What you should do: Please print the entries below word for word, starting at the line that contains "Show every white upper" and ending at the line that contains "left=0, top=183, right=52, bottom=256", with both of those lines included. Leave the pictures out of your answer.

↓↓↓

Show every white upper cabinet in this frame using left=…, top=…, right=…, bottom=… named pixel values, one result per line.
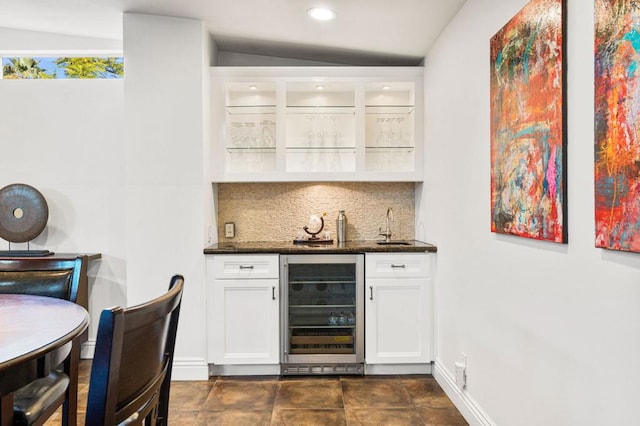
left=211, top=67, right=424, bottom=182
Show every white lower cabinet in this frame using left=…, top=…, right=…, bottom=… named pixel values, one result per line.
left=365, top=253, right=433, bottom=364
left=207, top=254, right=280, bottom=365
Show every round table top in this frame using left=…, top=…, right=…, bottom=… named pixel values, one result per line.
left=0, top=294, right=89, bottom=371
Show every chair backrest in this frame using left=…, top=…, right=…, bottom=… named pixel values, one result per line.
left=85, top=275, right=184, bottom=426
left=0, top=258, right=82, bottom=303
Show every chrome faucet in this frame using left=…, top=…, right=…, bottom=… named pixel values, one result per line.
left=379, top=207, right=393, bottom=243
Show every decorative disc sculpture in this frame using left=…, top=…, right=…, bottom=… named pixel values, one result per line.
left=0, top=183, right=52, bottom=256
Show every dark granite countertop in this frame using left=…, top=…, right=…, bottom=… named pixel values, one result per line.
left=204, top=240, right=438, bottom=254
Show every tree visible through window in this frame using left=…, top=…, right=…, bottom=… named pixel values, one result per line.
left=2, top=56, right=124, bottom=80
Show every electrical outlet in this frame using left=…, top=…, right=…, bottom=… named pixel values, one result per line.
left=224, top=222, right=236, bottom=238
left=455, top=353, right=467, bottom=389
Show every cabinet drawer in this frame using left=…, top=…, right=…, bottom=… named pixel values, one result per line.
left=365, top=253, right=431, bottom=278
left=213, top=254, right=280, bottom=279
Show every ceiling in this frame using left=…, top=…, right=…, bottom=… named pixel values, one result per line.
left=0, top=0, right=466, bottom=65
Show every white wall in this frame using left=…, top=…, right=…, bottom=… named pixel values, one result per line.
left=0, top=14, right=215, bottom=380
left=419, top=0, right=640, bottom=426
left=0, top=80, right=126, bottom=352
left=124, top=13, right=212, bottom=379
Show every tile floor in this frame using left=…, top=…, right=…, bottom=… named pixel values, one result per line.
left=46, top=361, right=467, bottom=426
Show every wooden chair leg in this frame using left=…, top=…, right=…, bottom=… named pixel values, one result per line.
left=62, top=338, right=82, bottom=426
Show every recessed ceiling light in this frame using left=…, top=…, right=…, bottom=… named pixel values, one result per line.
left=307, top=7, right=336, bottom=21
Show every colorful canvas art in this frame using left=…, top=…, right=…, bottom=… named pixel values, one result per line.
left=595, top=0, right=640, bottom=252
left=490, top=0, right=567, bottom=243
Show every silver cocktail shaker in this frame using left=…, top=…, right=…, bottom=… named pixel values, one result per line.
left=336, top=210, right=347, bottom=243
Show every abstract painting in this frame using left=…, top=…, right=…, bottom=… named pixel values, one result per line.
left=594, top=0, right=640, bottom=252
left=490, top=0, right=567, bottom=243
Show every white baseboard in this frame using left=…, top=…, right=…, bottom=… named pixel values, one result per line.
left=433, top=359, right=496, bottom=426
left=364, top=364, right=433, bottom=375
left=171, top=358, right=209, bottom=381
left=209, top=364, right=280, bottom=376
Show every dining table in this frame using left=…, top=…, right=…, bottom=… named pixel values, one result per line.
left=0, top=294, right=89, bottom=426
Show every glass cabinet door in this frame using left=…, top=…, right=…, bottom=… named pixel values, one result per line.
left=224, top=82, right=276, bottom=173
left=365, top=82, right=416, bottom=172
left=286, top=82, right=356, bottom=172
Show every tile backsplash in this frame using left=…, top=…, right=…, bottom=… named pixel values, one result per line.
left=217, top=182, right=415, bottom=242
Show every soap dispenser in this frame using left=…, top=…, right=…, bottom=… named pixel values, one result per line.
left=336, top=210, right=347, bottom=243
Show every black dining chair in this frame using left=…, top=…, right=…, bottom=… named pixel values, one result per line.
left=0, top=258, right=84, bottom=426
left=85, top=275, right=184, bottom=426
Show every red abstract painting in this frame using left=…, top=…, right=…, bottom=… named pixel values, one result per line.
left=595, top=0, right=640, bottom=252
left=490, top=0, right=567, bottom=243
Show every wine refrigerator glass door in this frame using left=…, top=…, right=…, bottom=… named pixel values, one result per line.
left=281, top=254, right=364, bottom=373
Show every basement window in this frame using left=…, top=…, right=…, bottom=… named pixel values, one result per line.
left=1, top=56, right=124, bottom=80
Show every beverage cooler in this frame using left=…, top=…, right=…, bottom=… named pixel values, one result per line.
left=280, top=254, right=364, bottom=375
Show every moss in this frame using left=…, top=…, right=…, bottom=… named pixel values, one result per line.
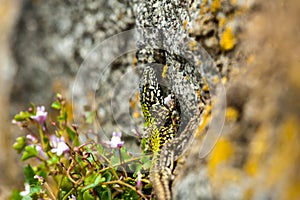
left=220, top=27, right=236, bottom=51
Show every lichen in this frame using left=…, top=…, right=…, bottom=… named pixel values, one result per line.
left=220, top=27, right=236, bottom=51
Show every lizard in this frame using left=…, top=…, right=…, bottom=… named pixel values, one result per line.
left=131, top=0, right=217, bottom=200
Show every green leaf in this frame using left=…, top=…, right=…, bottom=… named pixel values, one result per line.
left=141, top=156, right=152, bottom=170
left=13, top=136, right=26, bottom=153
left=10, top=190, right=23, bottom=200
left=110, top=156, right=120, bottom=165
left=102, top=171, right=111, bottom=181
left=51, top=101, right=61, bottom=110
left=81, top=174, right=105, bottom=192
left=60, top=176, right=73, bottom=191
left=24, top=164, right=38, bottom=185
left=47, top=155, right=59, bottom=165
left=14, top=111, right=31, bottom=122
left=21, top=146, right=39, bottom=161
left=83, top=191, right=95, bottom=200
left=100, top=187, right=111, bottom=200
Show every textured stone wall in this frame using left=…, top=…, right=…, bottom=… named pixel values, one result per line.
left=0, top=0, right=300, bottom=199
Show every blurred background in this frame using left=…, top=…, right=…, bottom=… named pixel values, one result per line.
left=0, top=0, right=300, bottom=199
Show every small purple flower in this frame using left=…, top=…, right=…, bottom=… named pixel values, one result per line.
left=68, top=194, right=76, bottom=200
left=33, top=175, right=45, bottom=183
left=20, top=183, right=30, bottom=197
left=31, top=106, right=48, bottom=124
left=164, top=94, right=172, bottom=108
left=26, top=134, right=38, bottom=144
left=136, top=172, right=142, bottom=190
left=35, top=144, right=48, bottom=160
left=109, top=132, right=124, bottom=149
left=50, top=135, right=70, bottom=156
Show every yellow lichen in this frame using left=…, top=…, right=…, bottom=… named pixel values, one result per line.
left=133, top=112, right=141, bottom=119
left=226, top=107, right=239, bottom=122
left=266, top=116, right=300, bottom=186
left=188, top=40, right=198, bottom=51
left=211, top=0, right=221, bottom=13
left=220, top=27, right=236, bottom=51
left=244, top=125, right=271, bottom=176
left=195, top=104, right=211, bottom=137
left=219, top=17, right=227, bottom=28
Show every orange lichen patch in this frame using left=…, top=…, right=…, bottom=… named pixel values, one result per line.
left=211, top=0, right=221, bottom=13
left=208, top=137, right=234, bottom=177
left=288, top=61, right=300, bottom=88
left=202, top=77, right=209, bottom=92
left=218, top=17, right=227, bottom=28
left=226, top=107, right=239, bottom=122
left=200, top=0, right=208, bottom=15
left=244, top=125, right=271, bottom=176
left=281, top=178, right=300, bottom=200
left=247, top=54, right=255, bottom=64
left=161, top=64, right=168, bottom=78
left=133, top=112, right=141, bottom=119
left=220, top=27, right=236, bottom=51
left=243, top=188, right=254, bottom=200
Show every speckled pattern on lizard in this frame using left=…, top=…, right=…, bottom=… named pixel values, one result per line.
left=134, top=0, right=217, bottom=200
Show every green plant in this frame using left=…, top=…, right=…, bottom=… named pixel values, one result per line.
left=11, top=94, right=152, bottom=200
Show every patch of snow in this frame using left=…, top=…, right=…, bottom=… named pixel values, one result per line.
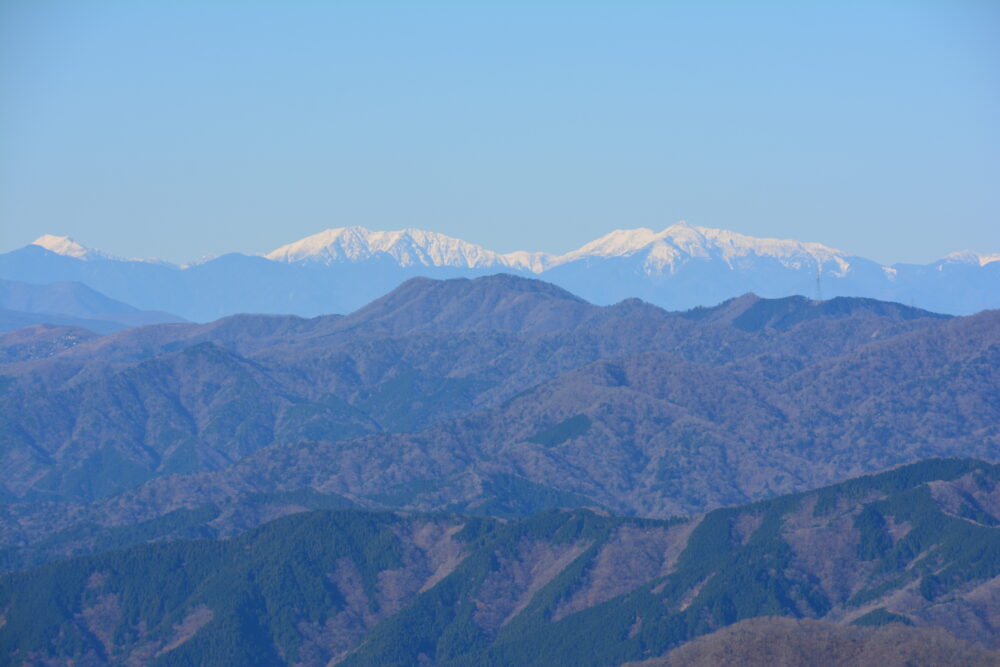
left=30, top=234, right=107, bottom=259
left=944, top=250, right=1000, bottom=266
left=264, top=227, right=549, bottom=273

↑↑↑
↓↓↓

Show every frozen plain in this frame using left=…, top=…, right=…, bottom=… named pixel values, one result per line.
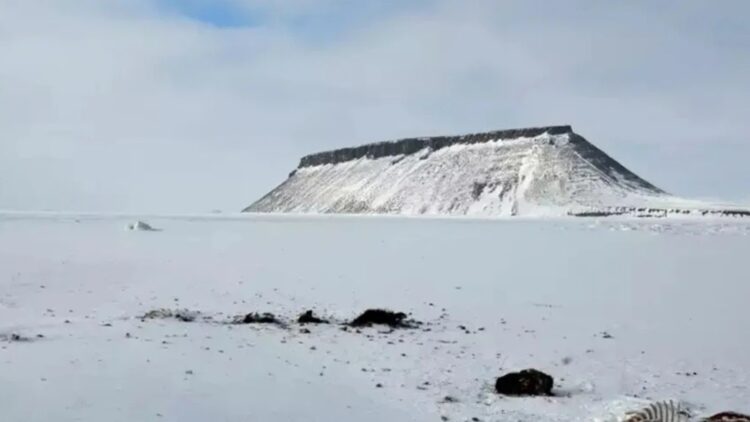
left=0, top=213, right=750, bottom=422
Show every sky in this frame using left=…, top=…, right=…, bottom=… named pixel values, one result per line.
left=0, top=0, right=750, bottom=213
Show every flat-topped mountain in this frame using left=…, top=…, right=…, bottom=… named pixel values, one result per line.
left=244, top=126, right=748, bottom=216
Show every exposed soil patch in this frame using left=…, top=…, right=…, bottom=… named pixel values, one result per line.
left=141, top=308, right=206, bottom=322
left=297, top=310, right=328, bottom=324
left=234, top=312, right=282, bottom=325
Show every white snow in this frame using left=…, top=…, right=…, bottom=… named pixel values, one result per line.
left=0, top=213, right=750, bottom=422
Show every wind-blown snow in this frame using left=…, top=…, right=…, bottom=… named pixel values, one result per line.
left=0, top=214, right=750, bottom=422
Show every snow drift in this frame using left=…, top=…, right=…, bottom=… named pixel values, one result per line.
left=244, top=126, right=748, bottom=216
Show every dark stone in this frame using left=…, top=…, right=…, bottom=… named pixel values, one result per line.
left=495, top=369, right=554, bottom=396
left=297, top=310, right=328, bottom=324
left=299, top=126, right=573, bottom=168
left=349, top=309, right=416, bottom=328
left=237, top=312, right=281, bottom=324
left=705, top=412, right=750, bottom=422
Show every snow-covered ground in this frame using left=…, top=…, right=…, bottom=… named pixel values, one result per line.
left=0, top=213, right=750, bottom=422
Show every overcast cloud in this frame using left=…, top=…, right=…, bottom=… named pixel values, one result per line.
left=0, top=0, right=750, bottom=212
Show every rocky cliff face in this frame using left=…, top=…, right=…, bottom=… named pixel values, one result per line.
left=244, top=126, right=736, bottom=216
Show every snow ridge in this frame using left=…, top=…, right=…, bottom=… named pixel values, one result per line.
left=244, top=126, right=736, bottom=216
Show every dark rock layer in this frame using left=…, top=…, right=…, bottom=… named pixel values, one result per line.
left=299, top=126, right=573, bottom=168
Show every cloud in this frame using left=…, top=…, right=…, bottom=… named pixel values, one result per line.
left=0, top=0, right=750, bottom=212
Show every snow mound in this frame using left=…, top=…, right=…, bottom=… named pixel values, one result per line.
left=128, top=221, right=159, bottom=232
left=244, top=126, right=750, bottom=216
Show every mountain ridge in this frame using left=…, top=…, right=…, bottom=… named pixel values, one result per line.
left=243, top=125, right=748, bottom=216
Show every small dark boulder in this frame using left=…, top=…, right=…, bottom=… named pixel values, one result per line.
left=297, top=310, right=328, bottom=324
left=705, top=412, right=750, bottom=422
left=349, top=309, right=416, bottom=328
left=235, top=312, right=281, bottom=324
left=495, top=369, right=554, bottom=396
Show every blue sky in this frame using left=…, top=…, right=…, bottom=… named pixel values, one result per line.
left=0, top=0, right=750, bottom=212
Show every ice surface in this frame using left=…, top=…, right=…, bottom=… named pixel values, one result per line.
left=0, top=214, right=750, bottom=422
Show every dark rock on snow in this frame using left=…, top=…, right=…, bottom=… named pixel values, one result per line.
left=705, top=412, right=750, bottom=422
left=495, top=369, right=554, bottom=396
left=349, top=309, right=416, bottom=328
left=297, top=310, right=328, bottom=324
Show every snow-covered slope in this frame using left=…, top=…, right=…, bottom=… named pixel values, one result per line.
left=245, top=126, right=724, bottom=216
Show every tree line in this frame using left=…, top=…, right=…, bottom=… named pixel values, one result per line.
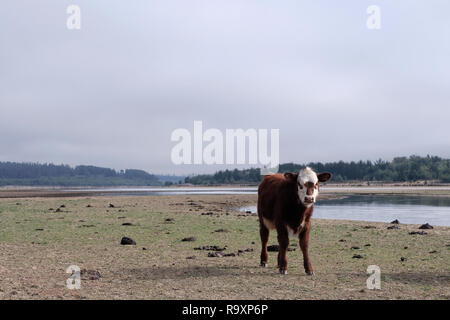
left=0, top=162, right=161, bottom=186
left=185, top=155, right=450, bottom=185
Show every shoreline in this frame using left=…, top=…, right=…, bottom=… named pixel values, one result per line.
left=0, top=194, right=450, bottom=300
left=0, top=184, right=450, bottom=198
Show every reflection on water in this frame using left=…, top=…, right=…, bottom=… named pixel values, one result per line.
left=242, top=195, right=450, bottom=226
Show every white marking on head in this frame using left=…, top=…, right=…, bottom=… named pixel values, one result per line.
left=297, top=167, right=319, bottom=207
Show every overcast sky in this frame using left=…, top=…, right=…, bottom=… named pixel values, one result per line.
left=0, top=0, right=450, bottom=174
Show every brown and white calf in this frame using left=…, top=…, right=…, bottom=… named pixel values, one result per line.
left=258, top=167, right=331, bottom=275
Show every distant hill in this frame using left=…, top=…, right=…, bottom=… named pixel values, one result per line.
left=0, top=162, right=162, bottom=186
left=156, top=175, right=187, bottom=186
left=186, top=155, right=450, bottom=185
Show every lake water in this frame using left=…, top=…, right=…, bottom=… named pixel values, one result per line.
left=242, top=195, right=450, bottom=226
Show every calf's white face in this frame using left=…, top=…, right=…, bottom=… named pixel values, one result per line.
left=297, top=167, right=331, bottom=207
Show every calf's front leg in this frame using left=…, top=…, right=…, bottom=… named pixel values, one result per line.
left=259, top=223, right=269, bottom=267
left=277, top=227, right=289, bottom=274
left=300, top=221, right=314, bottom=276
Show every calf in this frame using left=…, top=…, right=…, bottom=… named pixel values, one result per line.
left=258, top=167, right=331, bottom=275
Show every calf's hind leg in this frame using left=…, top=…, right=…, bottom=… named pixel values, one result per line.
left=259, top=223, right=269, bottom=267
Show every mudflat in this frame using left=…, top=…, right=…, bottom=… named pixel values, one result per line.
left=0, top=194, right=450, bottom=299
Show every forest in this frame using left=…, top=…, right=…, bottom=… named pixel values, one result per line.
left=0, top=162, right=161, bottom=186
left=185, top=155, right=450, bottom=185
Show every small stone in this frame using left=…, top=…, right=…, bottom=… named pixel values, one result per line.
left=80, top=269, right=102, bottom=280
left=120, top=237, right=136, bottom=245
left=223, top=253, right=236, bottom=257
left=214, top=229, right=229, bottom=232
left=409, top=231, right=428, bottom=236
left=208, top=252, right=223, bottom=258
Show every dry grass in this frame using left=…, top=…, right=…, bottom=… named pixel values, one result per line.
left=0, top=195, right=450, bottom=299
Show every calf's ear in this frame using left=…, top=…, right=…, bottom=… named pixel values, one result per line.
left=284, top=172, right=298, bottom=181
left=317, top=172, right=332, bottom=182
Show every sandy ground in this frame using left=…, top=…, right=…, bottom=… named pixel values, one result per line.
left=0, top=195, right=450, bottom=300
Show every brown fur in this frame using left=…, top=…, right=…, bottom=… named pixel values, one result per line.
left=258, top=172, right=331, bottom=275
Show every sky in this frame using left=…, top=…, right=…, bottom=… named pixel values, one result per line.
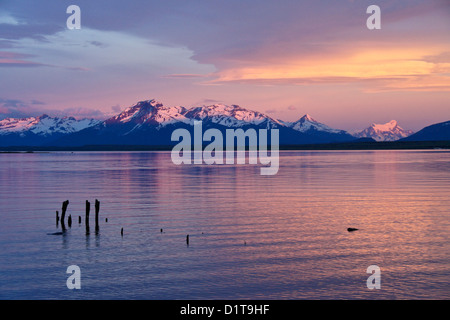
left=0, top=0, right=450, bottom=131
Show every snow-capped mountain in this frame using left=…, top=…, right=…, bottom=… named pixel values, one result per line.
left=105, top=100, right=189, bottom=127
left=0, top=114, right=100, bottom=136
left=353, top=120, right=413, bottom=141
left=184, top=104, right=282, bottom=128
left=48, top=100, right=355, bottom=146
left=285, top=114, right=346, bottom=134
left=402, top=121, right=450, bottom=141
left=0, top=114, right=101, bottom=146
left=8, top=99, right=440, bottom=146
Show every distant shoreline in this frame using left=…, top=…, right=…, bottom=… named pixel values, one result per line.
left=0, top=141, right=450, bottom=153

↑↑↑

In response:
Show every white upper cabinet in this frame using left=…, top=…, right=…, bottom=… named pixel values, one result per line.
left=211, top=67, right=424, bottom=182
Show every white lower cabinet in this frame using left=…, top=…, right=…, bottom=… named pixel values, one result per line.
left=365, top=253, right=433, bottom=364
left=207, top=254, right=280, bottom=365
Show every round table top in this frame using left=…, top=…, right=…, bottom=… named pixel values, one result per line.
left=0, top=294, right=89, bottom=371
Show every chair backrest in this frame using left=…, top=…, right=…, bottom=… named pixel values, one result per line.
left=85, top=275, right=184, bottom=426
left=0, top=258, right=82, bottom=303
Show every chrome faucet in this frame using left=…, top=…, right=…, bottom=… named pixel values, one result per line.
left=379, top=207, right=393, bottom=243
Show every decorative disc sculpture in this frame using left=…, top=…, right=…, bottom=… named pixel values, one result per line.
left=0, top=183, right=52, bottom=256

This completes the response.